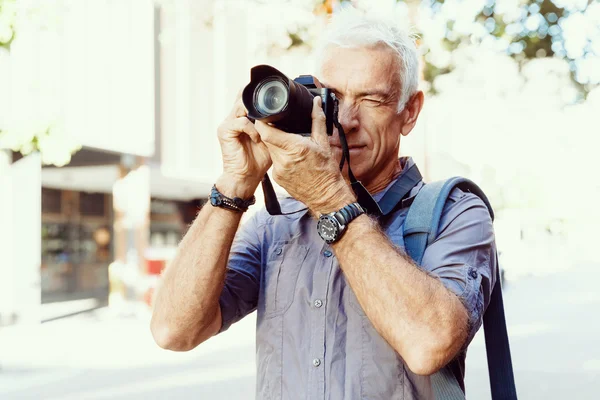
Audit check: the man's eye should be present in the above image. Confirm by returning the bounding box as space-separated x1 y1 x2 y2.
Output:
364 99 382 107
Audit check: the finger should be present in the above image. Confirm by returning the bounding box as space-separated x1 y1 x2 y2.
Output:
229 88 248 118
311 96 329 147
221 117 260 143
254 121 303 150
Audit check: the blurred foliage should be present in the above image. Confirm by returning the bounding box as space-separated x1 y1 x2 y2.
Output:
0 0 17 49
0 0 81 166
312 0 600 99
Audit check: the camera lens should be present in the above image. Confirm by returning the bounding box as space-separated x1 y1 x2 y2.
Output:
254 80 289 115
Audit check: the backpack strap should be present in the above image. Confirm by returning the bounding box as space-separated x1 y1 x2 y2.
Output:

■ ■ ■ ■ ■ ■ ■

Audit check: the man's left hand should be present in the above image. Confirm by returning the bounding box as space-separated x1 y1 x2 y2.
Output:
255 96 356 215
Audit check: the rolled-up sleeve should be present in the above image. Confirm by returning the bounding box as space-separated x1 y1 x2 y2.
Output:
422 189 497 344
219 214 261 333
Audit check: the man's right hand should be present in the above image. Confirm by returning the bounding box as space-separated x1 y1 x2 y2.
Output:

■ ■ ■ ■ ■ ■ ■

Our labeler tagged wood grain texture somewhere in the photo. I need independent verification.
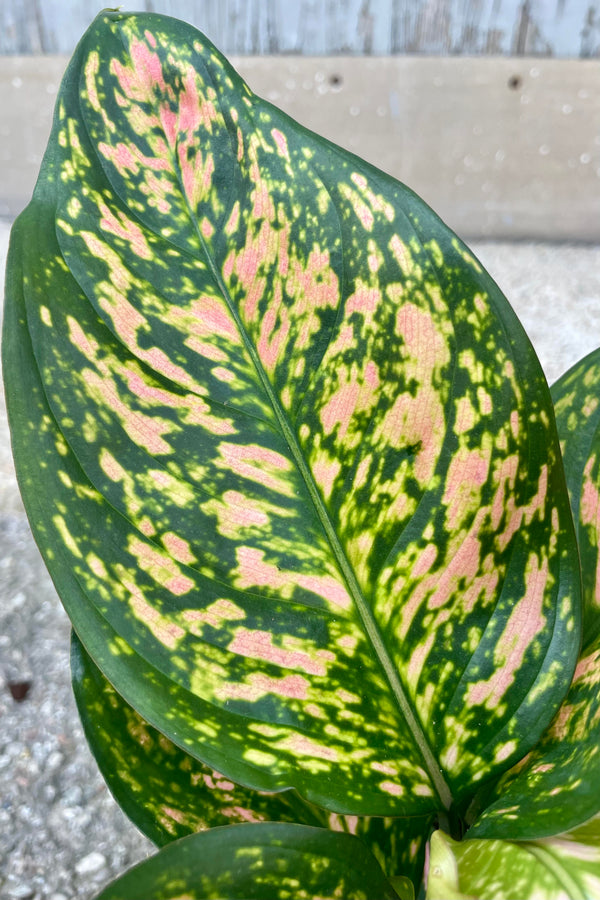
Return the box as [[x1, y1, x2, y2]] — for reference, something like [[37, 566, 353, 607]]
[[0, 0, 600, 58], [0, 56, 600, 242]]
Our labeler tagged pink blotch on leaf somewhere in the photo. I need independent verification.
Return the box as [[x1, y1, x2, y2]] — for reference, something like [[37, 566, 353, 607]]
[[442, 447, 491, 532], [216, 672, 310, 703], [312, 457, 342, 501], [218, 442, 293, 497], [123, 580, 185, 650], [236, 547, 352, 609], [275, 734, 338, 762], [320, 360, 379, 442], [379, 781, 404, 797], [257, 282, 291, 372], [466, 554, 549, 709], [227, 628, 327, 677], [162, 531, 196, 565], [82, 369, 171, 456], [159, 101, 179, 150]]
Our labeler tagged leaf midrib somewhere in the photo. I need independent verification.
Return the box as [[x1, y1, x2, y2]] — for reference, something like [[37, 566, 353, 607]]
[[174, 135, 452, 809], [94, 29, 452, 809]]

■ ■ ■ ■ ■ ■ ■

Replace "left hand" with "right hand" in the records, starting at the line containing "Audit check: the man's left" and ending at the line containing "255 96 356 215". Give only those lines, with everything else unchanged.

Audit check: the man's right hand should be present in the above image. Confirm by returning the bounding box as space-separated x1 y1 x2 y2.
Output:
255 96 356 215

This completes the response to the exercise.